→ Your assignment
Would you reproduce all of the entries below, character for character?

:::::

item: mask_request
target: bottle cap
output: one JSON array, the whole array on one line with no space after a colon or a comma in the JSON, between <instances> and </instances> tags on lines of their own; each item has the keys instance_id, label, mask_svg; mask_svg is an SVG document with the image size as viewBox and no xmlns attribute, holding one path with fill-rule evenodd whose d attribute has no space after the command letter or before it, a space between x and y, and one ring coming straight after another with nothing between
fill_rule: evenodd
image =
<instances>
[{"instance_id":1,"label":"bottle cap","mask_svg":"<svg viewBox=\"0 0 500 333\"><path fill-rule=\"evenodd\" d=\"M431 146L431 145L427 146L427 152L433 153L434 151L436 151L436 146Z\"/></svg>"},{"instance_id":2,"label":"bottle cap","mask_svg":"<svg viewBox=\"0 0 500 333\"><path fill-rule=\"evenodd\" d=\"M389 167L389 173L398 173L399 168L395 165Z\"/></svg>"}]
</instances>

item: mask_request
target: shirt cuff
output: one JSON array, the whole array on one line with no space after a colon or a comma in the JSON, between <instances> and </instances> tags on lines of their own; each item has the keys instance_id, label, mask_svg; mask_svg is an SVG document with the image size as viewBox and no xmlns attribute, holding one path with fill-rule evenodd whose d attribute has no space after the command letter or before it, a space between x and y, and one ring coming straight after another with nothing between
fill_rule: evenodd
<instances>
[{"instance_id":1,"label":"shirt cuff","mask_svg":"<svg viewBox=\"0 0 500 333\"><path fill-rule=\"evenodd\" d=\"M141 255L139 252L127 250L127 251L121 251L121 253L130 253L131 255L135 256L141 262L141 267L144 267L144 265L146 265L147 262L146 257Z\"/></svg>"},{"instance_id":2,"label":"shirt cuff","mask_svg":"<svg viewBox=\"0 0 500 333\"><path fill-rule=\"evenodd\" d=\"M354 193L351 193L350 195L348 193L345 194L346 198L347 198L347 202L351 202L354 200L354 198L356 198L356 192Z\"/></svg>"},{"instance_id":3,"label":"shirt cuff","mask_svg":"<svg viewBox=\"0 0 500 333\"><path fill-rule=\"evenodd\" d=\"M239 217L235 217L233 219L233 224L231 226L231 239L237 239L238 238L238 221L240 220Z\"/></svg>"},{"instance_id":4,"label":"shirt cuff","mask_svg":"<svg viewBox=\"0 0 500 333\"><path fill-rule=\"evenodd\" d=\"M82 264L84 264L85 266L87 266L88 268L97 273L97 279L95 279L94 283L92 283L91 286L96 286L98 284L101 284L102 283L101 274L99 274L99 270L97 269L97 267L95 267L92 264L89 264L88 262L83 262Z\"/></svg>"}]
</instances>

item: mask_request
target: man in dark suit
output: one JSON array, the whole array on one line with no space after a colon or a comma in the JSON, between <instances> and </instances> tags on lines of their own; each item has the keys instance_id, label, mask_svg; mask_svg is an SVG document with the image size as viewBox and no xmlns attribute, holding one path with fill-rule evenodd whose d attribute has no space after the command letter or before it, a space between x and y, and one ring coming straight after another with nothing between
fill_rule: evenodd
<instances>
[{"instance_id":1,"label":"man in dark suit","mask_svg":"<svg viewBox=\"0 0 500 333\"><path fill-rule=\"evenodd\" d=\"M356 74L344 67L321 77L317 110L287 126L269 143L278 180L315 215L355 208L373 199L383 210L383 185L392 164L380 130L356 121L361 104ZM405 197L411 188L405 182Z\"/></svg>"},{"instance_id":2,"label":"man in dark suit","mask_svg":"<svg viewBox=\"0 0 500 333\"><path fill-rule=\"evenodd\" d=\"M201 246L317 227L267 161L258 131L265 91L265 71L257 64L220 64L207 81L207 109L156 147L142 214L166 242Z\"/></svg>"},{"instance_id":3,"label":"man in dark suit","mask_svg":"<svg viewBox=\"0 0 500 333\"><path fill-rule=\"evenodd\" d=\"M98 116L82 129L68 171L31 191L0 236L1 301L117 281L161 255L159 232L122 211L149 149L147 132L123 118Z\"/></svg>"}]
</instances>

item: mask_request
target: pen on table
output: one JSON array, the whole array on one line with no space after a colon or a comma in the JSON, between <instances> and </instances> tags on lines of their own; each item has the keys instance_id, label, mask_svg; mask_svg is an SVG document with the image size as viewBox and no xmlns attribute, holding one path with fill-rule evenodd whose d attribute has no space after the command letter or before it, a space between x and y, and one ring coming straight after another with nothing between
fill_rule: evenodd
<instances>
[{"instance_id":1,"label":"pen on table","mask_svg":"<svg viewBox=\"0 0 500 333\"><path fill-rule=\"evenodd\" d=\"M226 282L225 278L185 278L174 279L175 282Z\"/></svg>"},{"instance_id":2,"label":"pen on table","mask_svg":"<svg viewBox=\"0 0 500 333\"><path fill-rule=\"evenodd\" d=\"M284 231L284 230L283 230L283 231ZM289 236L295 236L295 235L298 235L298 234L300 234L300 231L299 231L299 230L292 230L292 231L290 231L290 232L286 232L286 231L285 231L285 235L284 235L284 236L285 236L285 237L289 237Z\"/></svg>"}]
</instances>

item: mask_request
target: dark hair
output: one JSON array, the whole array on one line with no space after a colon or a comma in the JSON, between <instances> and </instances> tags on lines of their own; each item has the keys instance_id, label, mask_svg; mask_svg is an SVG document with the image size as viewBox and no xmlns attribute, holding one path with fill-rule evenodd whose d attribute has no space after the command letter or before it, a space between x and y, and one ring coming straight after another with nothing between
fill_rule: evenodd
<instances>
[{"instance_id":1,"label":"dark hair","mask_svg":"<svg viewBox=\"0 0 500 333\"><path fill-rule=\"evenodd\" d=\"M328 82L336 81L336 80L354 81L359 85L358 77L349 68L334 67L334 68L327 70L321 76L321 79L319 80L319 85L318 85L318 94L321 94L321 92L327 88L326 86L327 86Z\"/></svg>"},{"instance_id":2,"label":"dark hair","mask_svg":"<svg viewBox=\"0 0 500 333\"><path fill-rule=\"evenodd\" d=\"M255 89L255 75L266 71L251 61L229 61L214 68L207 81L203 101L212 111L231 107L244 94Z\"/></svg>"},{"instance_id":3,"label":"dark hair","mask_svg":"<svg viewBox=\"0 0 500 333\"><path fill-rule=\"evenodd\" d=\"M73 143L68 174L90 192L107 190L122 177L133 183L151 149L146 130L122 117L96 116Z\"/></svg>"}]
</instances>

:::::

→ Result of the task
item: mask_request
target: bottle cap
output: one JSON array, the whole array on one line with no space after a colon or a comma in the JSON, between <instances> and </instances> tags on lines of their own; each item has the keys instance_id, label, mask_svg; mask_svg is an SVG document with the image size as viewBox and no xmlns attribute, holding one path with fill-rule evenodd whose d attribute has no space after the command letter or before it, a space between x and y, and one ring coming straight after another with nothing between
fill_rule: evenodd
image =
<instances>
[{"instance_id":1,"label":"bottle cap","mask_svg":"<svg viewBox=\"0 0 500 333\"><path fill-rule=\"evenodd\" d=\"M431 146L431 145L427 146L427 152L433 153L434 151L436 151L436 146Z\"/></svg>"},{"instance_id":2,"label":"bottle cap","mask_svg":"<svg viewBox=\"0 0 500 333\"><path fill-rule=\"evenodd\" d=\"M389 167L389 173L398 173L399 168L395 165Z\"/></svg>"}]
</instances>

item: mask_request
target: shirt cuff
output: one JSON array, the whole array on one line with no space after a colon or a comma in the JSON, between <instances> and </instances> tags on lines of their own; each item has the keys instance_id, label, mask_svg; mask_svg is an SVG document with the image size as viewBox and no xmlns attribute, holding one path with fill-rule evenodd whose d attribute has no space after the command letter or before it, a space between x and y, and one ring coming straight after another with nothing between
fill_rule: evenodd
<instances>
[{"instance_id":1,"label":"shirt cuff","mask_svg":"<svg viewBox=\"0 0 500 333\"><path fill-rule=\"evenodd\" d=\"M141 255L139 252L127 250L127 251L121 251L121 253L130 253L131 255L135 256L141 262L141 267L144 267L144 265L146 265L147 262L146 257Z\"/></svg>"},{"instance_id":2,"label":"shirt cuff","mask_svg":"<svg viewBox=\"0 0 500 333\"><path fill-rule=\"evenodd\" d=\"M354 193L351 193L350 195L348 193L345 194L346 198L347 198L347 202L351 202L354 200L354 198L356 198L356 192Z\"/></svg>"},{"instance_id":3,"label":"shirt cuff","mask_svg":"<svg viewBox=\"0 0 500 333\"><path fill-rule=\"evenodd\" d=\"M239 217L235 217L233 219L233 224L231 226L231 239L237 239L238 238L238 221L240 220Z\"/></svg>"},{"instance_id":4,"label":"shirt cuff","mask_svg":"<svg viewBox=\"0 0 500 333\"><path fill-rule=\"evenodd\" d=\"M82 264L84 264L85 266L87 266L88 268L97 273L97 279L95 279L94 283L92 283L91 286L96 286L98 284L101 284L102 283L101 274L99 274L99 270L97 269L97 267L95 267L92 264L89 264L88 262L83 262Z\"/></svg>"}]
</instances>

item: mask_request
target: man in dark suit
output: one JSON array, the whole array on one line with no space after a colon or a comma in the JSON, between <instances> and </instances> tags on lines of their own; each item has the keys instance_id, label, mask_svg; mask_svg is an SVG document with the image size as viewBox and no xmlns attribute, holding one path with fill-rule evenodd whose d attribute has no space after the command letter or before it, a space between x and y, and one ring coming straight after another with nothing between
fill_rule: evenodd
<instances>
[{"instance_id":1,"label":"man in dark suit","mask_svg":"<svg viewBox=\"0 0 500 333\"><path fill-rule=\"evenodd\" d=\"M356 74L344 67L321 77L317 110L287 126L269 143L278 180L315 215L355 208L373 199L383 210L383 185L392 164L380 130L356 121L361 104ZM405 197L411 188L405 182Z\"/></svg>"},{"instance_id":2,"label":"man in dark suit","mask_svg":"<svg viewBox=\"0 0 500 333\"><path fill-rule=\"evenodd\" d=\"M201 246L317 227L267 161L258 131L265 91L265 71L257 64L220 64L207 81L207 109L156 147L142 214L166 242Z\"/></svg>"},{"instance_id":3,"label":"man in dark suit","mask_svg":"<svg viewBox=\"0 0 500 333\"><path fill-rule=\"evenodd\" d=\"M98 116L82 129L68 171L31 191L0 236L1 301L117 281L161 255L159 232L122 211L149 149L147 132L123 118Z\"/></svg>"}]
</instances>

item: mask_request
target: pen on table
output: one JSON array, the whole array on one line with no space after a colon or a comma in the JSON, between <instances> and </instances> tags on lines of their own; each item has the keys instance_id, label, mask_svg; mask_svg is an SVG document with the image size as viewBox and no xmlns attribute, holding one path with fill-rule evenodd whose d attribute has no space after the command letter or before it, a space between x and y, and one ring coming straight after another with nothing between
fill_rule: evenodd
<instances>
[{"instance_id":1,"label":"pen on table","mask_svg":"<svg viewBox=\"0 0 500 333\"><path fill-rule=\"evenodd\" d=\"M226 282L225 278L185 278L174 279L175 282Z\"/></svg>"},{"instance_id":2,"label":"pen on table","mask_svg":"<svg viewBox=\"0 0 500 333\"><path fill-rule=\"evenodd\" d=\"M284 231L284 230L283 230L283 231ZM289 236L295 236L295 235L298 235L298 234L300 234L300 231L299 231L299 230L292 230L292 231L290 231L290 232L286 232L286 231L285 231L285 235L284 235L284 236L285 236L285 237L289 237Z\"/></svg>"}]
</instances>

item: mask_request
target: dark hair
output: one JSON array, the whole array on one line with no space after a colon or a comma in the JSON, between <instances> and </instances> tags on lines of their own; each item has the keys instance_id, label, mask_svg; mask_svg is an SVG document with the image size as viewBox and no xmlns attribute, holding one path with fill-rule evenodd whose d attribute has no space after the command letter or before it, a space between x and y, and one ring coming straight after another with nothing between
fill_rule: evenodd
<instances>
[{"instance_id":1,"label":"dark hair","mask_svg":"<svg viewBox=\"0 0 500 333\"><path fill-rule=\"evenodd\" d=\"M328 82L336 81L336 80L354 81L359 85L358 77L349 68L334 67L334 68L327 70L321 76L321 79L319 80L319 85L318 85L318 94L321 94L321 92L327 88L326 86L327 86Z\"/></svg>"},{"instance_id":2,"label":"dark hair","mask_svg":"<svg viewBox=\"0 0 500 333\"><path fill-rule=\"evenodd\" d=\"M255 89L255 75L266 71L251 61L229 61L214 68L207 81L203 101L212 111L231 107L244 94Z\"/></svg>"},{"instance_id":3,"label":"dark hair","mask_svg":"<svg viewBox=\"0 0 500 333\"><path fill-rule=\"evenodd\" d=\"M73 143L68 174L90 192L107 190L122 177L133 183L151 149L146 130L122 117L96 116Z\"/></svg>"}]
</instances>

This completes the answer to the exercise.